━━━ Tekstfragment ━━━

Report plenary meeting
Report
Mevrouw De Waele heeft het woord.
Minister, het gaat niet goed in de sociale huursector. Vorige week stonden we hier om de ondermaatse woningkwaliteit in de sociale huursector aan te kaarten. 27 procent van de klachten bij de Vlaamse Ombudsdienst gaan nog altijd over sociaal woonbeleid. De daklozenproblematiek geraakt niet opgelost, dit is een jaarlijks weerkerende problematiek. En vandaag, collegas, zien we dat de wachtlijsten voor sociale huurwoningen stijgen met 16 procent.
Aan dat ritme, minister, stevenen we af op honderdduizenden wachtenden op een sociale huurwoning. Dat zijn geen al te fraaie resultaten. Ik heb dan ook sterk mijn twijfels over uw aanpak.
U weet dat LDD voorstander is van een inkomensgerelateerde huurpremie. Volgens uw criteria moet men vandaag vijf jaar op een wachtlijst staan, en bovendien mag de huurprijs niet meer bedragen dan 500 euro per maand. Wie vandaag geen sociaal huurhuis kan betrekken omdat hij op een wachtlijst staat, en wie vandaag de financiële eindjes niet aan elkaar kan knopen, die wil wel direct geholpen worden.
Daarom, minister, vinden wij dat de criteria voor de huurpremie dringend aan herziening toe zijn. Ik stel u dus de vraag of u bereid bent om, middels de aanpassing van de criteria van een huurpremie, ervoor te zorgen dat de vele wachtenden op een sociale huurwoning sneller en beter geholpen worden met een financiële ruggensteun.

━━━

Opdracht
Welk maximumbedrag per maand mag de huurprijs volgens het verslag van de plenaire vergadering bedragen om in aanmerking te komen voor de huurpremie?

━━━ Aangeleverd materiaal ━━━

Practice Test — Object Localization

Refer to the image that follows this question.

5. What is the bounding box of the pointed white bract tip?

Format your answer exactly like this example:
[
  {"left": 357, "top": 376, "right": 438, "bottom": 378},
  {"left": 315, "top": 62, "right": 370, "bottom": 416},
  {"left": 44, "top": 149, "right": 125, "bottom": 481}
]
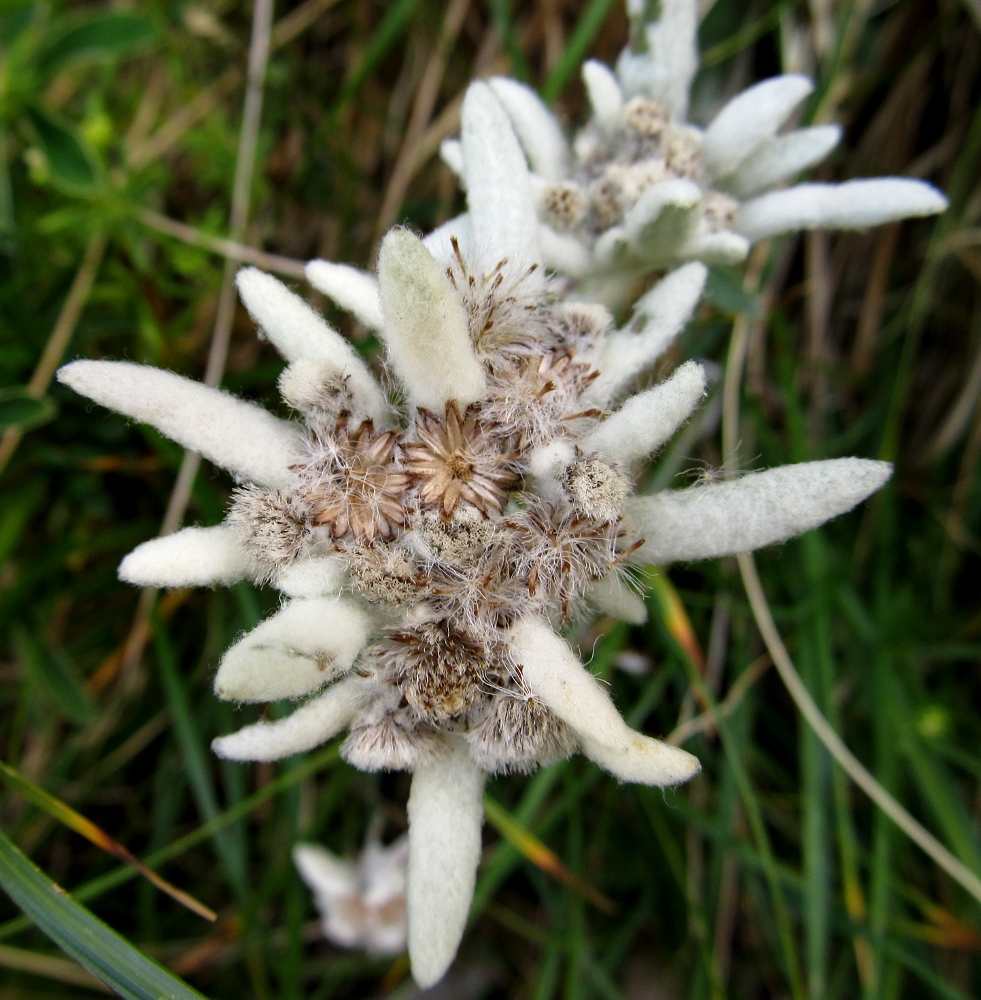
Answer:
[
  {"left": 488, "top": 76, "right": 569, "bottom": 181},
  {"left": 702, "top": 74, "right": 814, "bottom": 179},
  {"left": 582, "top": 733, "right": 702, "bottom": 788},
  {"left": 723, "top": 125, "right": 841, "bottom": 200},
  {"left": 406, "top": 745, "right": 485, "bottom": 989},
  {"left": 582, "top": 59, "right": 623, "bottom": 136},
  {"left": 235, "top": 267, "right": 337, "bottom": 361},
  {"left": 58, "top": 361, "right": 305, "bottom": 486},
  {"left": 215, "top": 599, "right": 371, "bottom": 701},
  {"left": 582, "top": 361, "right": 705, "bottom": 466},
  {"left": 211, "top": 677, "right": 368, "bottom": 761},
  {"left": 735, "top": 177, "right": 948, "bottom": 242},
  {"left": 439, "top": 139, "right": 465, "bottom": 182},
  {"left": 625, "top": 458, "right": 892, "bottom": 565},
  {"left": 422, "top": 212, "right": 473, "bottom": 267},
  {"left": 460, "top": 82, "right": 541, "bottom": 275},
  {"left": 273, "top": 555, "right": 347, "bottom": 597},
  {"left": 305, "top": 260, "right": 384, "bottom": 330},
  {"left": 588, "top": 261, "right": 708, "bottom": 405},
  {"left": 378, "top": 229, "right": 487, "bottom": 414},
  {"left": 119, "top": 524, "right": 255, "bottom": 587}
]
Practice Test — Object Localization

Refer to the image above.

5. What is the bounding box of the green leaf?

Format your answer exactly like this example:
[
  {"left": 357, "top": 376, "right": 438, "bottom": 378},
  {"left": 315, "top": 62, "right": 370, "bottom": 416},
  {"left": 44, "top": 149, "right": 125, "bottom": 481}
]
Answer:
[
  {"left": 12, "top": 625, "right": 95, "bottom": 724},
  {"left": 0, "top": 386, "right": 58, "bottom": 431},
  {"left": 0, "top": 832, "right": 211, "bottom": 1000},
  {"left": 27, "top": 105, "right": 96, "bottom": 190},
  {"left": 38, "top": 11, "right": 157, "bottom": 75}
]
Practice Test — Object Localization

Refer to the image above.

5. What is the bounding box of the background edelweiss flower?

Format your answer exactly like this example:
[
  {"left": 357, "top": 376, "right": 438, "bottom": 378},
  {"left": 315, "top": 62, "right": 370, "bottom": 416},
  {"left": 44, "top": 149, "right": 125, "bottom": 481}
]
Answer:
[
  {"left": 434, "top": 0, "right": 947, "bottom": 301},
  {"left": 59, "top": 84, "right": 890, "bottom": 986},
  {"left": 293, "top": 836, "right": 409, "bottom": 955}
]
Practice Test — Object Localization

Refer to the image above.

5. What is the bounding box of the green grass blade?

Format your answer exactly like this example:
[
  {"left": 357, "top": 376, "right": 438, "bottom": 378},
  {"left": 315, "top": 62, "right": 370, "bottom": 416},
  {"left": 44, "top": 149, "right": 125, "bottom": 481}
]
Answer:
[
  {"left": 542, "top": 0, "right": 613, "bottom": 103},
  {"left": 0, "top": 833, "right": 209, "bottom": 1000}
]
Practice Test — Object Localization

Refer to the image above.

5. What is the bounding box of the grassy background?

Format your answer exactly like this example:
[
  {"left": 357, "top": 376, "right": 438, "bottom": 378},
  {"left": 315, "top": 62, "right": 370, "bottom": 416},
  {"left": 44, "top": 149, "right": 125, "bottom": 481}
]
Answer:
[{"left": 0, "top": 0, "right": 981, "bottom": 1000}]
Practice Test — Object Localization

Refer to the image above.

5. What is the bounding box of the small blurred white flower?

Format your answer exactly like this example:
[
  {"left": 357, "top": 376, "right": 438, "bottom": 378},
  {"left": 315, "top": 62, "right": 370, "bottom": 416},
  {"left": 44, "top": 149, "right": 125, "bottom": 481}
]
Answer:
[
  {"left": 442, "top": 0, "right": 947, "bottom": 302},
  {"left": 293, "top": 837, "right": 409, "bottom": 955}
]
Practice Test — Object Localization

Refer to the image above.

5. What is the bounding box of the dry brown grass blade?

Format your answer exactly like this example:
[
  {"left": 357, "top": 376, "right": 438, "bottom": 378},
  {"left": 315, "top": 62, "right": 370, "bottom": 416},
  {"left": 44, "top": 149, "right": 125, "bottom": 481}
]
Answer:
[
  {"left": 0, "top": 761, "right": 217, "bottom": 920},
  {"left": 375, "top": 0, "right": 470, "bottom": 240}
]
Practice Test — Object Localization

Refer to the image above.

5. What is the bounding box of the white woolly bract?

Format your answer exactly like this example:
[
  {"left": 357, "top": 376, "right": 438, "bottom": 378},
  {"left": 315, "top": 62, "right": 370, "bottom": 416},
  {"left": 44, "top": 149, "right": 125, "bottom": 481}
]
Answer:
[
  {"left": 235, "top": 267, "right": 388, "bottom": 423},
  {"left": 118, "top": 524, "right": 255, "bottom": 587},
  {"left": 586, "top": 573, "right": 647, "bottom": 625},
  {"left": 58, "top": 361, "right": 304, "bottom": 486},
  {"left": 273, "top": 556, "right": 347, "bottom": 597},
  {"left": 538, "top": 225, "right": 593, "bottom": 278},
  {"left": 511, "top": 616, "right": 701, "bottom": 787},
  {"left": 582, "top": 361, "right": 705, "bottom": 467},
  {"left": 211, "top": 677, "right": 370, "bottom": 761},
  {"left": 215, "top": 598, "right": 371, "bottom": 701},
  {"left": 305, "top": 260, "right": 385, "bottom": 330},
  {"left": 625, "top": 458, "right": 892, "bottom": 565},
  {"left": 422, "top": 212, "right": 473, "bottom": 267},
  {"left": 702, "top": 74, "right": 814, "bottom": 179},
  {"left": 736, "top": 177, "right": 947, "bottom": 242},
  {"left": 406, "top": 746, "right": 485, "bottom": 989},
  {"left": 489, "top": 76, "right": 569, "bottom": 181},
  {"left": 725, "top": 125, "right": 841, "bottom": 198},
  {"left": 378, "top": 229, "right": 487, "bottom": 414},
  {"left": 582, "top": 59, "right": 623, "bottom": 136},
  {"left": 589, "top": 263, "right": 708, "bottom": 404},
  {"left": 460, "top": 83, "right": 541, "bottom": 274}
]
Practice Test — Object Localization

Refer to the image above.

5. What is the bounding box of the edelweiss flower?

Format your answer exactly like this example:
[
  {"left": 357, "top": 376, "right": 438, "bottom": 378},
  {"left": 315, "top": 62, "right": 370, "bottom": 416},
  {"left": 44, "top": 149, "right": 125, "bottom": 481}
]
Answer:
[
  {"left": 59, "top": 83, "right": 890, "bottom": 986},
  {"left": 293, "top": 836, "right": 409, "bottom": 955},
  {"left": 434, "top": 0, "right": 947, "bottom": 301}
]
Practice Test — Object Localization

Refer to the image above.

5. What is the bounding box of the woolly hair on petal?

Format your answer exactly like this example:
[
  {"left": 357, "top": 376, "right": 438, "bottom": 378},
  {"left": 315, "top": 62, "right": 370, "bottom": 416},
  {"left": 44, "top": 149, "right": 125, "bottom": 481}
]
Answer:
[
  {"left": 58, "top": 361, "right": 304, "bottom": 486},
  {"left": 235, "top": 267, "right": 388, "bottom": 424},
  {"left": 215, "top": 598, "right": 371, "bottom": 701},
  {"left": 702, "top": 73, "right": 814, "bottom": 180},
  {"left": 625, "top": 458, "right": 892, "bottom": 565},
  {"left": 406, "top": 745, "right": 486, "bottom": 989},
  {"left": 582, "top": 361, "right": 705, "bottom": 466},
  {"left": 586, "top": 573, "right": 647, "bottom": 625},
  {"left": 511, "top": 616, "right": 701, "bottom": 787},
  {"left": 489, "top": 76, "right": 569, "bottom": 181},
  {"left": 620, "top": 180, "right": 702, "bottom": 265},
  {"left": 736, "top": 177, "right": 947, "bottom": 242},
  {"left": 211, "top": 677, "right": 370, "bottom": 761},
  {"left": 589, "top": 263, "right": 708, "bottom": 404},
  {"left": 460, "top": 83, "right": 541, "bottom": 274},
  {"left": 272, "top": 555, "right": 348, "bottom": 597},
  {"left": 725, "top": 125, "right": 841, "bottom": 198},
  {"left": 118, "top": 524, "right": 255, "bottom": 587},
  {"left": 378, "top": 229, "right": 487, "bottom": 413},
  {"left": 305, "top": 260, "right": 385, "bottom": 330}
]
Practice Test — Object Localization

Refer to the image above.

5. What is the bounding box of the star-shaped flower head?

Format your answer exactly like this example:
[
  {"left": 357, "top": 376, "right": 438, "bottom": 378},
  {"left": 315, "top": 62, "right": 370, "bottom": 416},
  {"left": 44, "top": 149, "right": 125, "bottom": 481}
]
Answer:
[
  {"left": 59, "top": 83, "right": 889, "bottom": 986},
  {"left": 442, "top": 0, "right": 947, "bottom": 301}
]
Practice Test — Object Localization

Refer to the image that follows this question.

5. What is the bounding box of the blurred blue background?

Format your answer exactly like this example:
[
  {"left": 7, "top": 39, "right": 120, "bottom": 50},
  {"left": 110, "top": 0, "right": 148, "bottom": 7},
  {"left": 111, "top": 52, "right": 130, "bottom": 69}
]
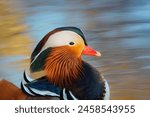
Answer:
[{"left": 0, "top": 0, "right": 150, "bottom": 99}]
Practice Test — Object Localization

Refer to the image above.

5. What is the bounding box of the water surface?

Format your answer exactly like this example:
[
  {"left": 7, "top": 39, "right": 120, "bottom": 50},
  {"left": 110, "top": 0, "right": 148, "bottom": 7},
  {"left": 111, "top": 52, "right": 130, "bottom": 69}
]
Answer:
[{"left": 0, "top": 0, "right": 150, "bottom": 99}]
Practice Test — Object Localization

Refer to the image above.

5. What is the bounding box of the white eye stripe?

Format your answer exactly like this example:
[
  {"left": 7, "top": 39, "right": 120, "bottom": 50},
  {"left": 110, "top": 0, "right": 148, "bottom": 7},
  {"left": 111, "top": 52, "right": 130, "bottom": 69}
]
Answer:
[{"left": 41, "top": 31, "right": 84, "bottom": 51}]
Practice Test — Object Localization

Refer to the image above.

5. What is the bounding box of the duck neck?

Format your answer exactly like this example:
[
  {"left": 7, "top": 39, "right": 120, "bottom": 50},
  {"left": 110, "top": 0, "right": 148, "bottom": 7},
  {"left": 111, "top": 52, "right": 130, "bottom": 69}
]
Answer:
[{"left": 68, "top": 62, "right": 105, "bottom": 100}]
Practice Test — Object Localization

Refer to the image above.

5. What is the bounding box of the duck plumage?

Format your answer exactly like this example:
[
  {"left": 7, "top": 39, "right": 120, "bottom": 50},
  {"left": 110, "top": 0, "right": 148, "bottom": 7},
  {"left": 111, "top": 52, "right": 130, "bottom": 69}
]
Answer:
[{"left": 20, "top": 27, "right": 109, "bottom": 100}]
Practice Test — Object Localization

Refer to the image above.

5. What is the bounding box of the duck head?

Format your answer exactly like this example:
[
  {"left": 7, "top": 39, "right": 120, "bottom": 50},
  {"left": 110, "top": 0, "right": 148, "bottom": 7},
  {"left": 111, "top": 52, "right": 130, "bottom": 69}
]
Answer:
[{"left": 30, "top": 27, "right": 101, "bottom": 87}]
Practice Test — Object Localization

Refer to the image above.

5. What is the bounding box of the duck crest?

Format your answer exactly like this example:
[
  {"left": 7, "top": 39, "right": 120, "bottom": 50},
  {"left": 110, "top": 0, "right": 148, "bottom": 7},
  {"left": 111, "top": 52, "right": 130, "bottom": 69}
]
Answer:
[{"left": 44, "top": 47, "right": 83, "bottom": 87}]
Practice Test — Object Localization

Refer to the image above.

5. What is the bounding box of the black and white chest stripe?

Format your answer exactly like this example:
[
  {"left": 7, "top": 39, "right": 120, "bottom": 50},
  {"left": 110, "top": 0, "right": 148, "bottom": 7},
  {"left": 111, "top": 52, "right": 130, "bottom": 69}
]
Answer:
[
  {"left": 21, "top": 72, "right": 110, "bottom": 100},
  {"left": 21, "top": 72, "right": 77, "bottom": 100}
]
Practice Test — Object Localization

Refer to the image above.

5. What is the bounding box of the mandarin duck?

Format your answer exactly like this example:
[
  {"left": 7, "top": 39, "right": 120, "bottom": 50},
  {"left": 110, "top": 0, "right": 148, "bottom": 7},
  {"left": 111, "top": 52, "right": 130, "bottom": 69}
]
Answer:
[{"left": 21, "top": 27, "right": 110, "bottom": 100}]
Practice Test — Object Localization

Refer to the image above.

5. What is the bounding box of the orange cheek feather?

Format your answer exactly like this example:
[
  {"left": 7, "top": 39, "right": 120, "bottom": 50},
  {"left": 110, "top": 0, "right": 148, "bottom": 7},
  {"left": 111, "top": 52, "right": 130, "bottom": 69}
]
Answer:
[{"left": 82, "top": 46, "right": 101, "bottom": 56}]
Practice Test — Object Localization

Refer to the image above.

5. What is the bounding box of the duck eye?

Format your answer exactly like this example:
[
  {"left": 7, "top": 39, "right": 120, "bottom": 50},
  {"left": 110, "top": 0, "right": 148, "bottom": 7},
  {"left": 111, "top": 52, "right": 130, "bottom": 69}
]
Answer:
[{"left": 69, "top": 42, "right": 74, "bottom": 45}]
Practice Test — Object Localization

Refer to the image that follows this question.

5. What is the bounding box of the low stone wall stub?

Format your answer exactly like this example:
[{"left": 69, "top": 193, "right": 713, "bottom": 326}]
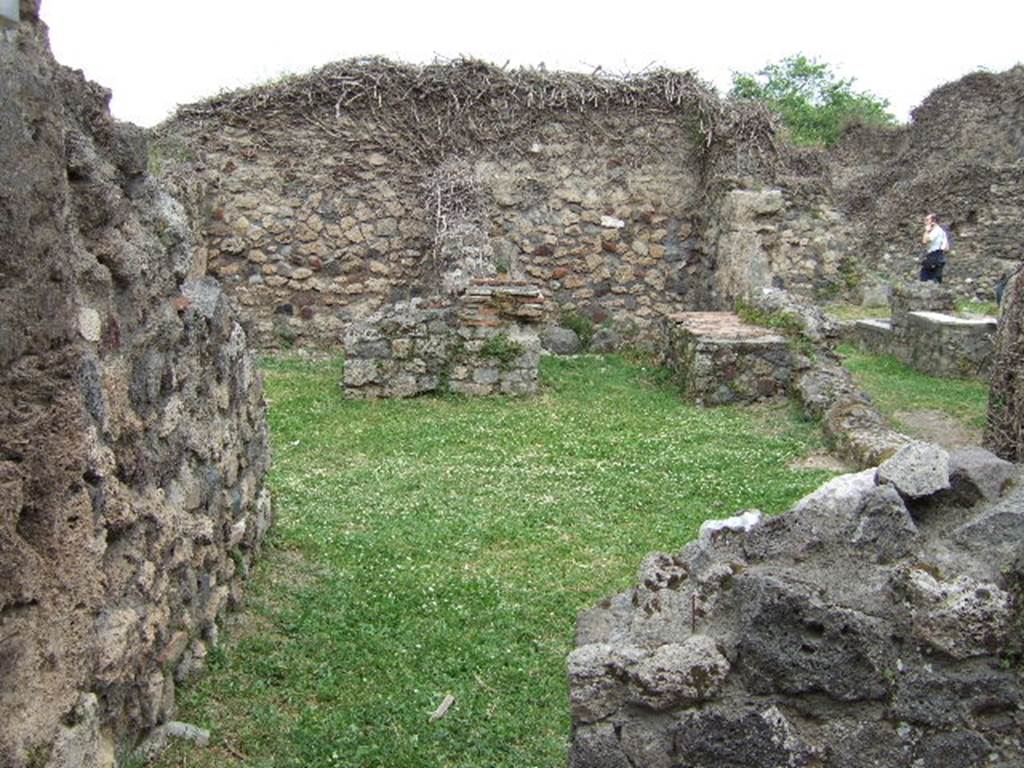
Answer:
[
  {"left": 666, "top": 312, "right": 798, "bottom": 406},
  {"left": 904, "top": 311, "right": 996, "bottom": 378}
]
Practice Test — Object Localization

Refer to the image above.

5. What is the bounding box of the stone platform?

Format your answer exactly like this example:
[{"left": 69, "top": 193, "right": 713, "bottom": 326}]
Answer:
[
  {"left": 666, "top": 312, "right": 800, "bottom": 406},
  {"left": 852, "top": 284, "right": 997, "bottom": 378},
  {"left": 343, "top": 280, "right": 545, "bottom": 399}
]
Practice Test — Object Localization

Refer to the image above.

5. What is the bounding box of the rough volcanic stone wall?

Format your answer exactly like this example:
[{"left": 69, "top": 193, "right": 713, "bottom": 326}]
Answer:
[
  {"left": 344, "top": 281, "right": 544, "bottom": 399},
  {"left": 155, "top": 60, "right": 843, "bottom": 346},
  {"left": 568, "top": 443, "right": 1024, "bottom": 768},
  {"left": 0, "top": 7, "right": 270, "bottom": 768},
  {"left": 153, "top": 59, "right": 1024, "bottom": 346},
  {"left": 155, "top": 97, "right": 712, "bottom": 346},
  {"left": 666, "top": 312, "right": 804, "bottom": 406},
  {"left": 851, "top": 283, "right": 996, "bottom": 378},
  {"left": 709, "top": 188, "right": 860, "bottom": 301}
]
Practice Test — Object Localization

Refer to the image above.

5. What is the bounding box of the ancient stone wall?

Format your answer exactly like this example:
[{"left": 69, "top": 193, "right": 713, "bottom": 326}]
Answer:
[
  {"left": 0, "top": 7, "right": 270, "bottom": 768},
  {"left": 665, "top": 312, "right": 806, "bottom": 406},
  {"left": 568, "top": 443, "right": 1024, "bottom": 768},
  {"left": 849, "top": 283, "right": 996, "bottom": 379},
  {"left": 828, "top": 67, "right": 1024, "bottom": 300},
  {"left": 156, "top": 60, "right": 842, "bottom": 347},
  {"left": 985, "top": 273, "right": 1024, "bottom": 462},
  {"left": 153, "top": 59, "right": 1024, "bottom": 347},
  {"left": 344, "top": 281, "right": 544, "bottom": 399}
]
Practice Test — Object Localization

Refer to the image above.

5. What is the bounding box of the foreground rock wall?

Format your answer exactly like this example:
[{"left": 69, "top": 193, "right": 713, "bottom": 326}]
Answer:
[
  {"left": 0, "top": 7, "right": 270, "bottom": 768},
  {"left": 568, "top": 443, "right": 1024, "bottom": 768}
]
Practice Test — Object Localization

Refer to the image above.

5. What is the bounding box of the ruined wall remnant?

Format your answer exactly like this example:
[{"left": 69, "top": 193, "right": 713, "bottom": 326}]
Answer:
[
  {"left": 665, "top": 312, "right": 806, "bottom": 406},
  {"left": 0, "top": 7, "right": 270, "bottom": 768},
  {"left": 985, "top": 273, "right": 1024, "bottom": 462},
  {"left": 568, "top": 443, "right": 1024, "bottom": 768},
  {"left": 850, "top": 283, "right": 996, "bottom": 378},
  {"left": 151, "top": 60, "right": 830, "bottom": 347},
  {"left": 344, "top": 280, "right": 544, "bottom": 399},
  {"left": 828, "top": 66, "right": 1024, "bottom": 300}
]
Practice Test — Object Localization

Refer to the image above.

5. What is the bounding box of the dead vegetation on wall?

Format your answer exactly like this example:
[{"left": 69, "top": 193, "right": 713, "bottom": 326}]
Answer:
[{"left": 171, "top": 58, "right": 778, "bottom": 177}]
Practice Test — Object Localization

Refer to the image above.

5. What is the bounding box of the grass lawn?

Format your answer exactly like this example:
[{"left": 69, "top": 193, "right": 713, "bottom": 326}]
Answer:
[
  {"left": 153, "top": 356, "right": 831, "bottom": 768},
  {"left": 839, "top": 345, "right": 988, "bottom": 430}
]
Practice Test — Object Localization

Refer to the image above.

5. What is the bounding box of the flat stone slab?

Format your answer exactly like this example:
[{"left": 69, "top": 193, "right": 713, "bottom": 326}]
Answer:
[
  {"left": 669, "top": 312, "right": 785, "bottom": 344},
  {"left": 907, "top": 309, "right": 998, "bottom": 331}
]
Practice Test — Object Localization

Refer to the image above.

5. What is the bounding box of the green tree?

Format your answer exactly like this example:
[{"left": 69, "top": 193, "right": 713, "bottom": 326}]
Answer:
[{"left": 729, "top": 53, "right": 896, "bottom": 146}]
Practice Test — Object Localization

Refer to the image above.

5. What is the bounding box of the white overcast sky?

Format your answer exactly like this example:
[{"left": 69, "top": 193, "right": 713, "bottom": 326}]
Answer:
[{"left": 42, "top": 0, "right": 1024, "bottom": 126}]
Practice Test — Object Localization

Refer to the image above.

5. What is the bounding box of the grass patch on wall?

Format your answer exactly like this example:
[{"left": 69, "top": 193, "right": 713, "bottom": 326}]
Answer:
[{"left": 159, "top": 356, "right": 830, "bottom": 768}]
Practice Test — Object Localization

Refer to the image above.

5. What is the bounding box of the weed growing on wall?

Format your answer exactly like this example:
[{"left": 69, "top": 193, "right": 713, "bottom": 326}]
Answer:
[{"left": 839, "top": 346, "right": 988, "bottom": 429}]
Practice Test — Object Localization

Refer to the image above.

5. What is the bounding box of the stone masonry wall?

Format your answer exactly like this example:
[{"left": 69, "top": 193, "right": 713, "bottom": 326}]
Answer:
[
  {"left": 666, "top": 312, "right": 802, "bottom": 406},
  {"left": 851, "top": 283, "right": 996, "bottom": 378},
  {"left": 828, "top": 66, "right": 1024, "bottom": 301},
  {"left": 344, "top": 281, "right": 544, "bottom": 399},
  {"left": 0, "top": 7, "right": 271, "bottom": 768},
  {"left": 155, "top": 60, "right": 856, "bottom": 346},
  {"left": 153, "top": 59, "right": 1024, "bottom": 347},
  {"left": 155, "top": 91, "right": 712, "bottom": 346},
  {"left": 985, "top": 273, "right": 1024, "bottom": 462}
]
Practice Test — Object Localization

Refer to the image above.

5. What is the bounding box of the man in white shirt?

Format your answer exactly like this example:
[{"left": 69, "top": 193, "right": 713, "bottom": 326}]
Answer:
[{"left": 921, "top": 213, "right": 949, "bottom": 283}]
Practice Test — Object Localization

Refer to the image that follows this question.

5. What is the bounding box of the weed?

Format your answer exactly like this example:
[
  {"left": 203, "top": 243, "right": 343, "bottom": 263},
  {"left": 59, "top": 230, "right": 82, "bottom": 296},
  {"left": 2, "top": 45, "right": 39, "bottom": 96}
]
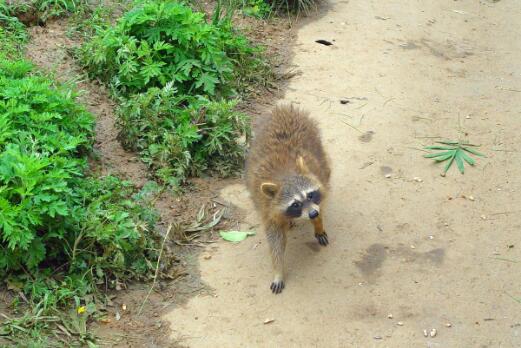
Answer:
[
  {"left": 78, "top": 1, "right": 264, "bottom": 188},
  {"left": 0, "top": 47, "right": 158, "bottom": 346},
  {"left": 423, "top": 141, "right": 485, "bottom": 175},
  {"left": 79, "top": 1, "right": 264, "bottom": 96},
  {"left": 241, "top": 0, "right": 272, "bottom": 18},
  {"left": 118, "top": 84, "right": 249, "bottom": 187}
]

━━━

Resultaat oefening
Ten hoogste 500 euro per maand.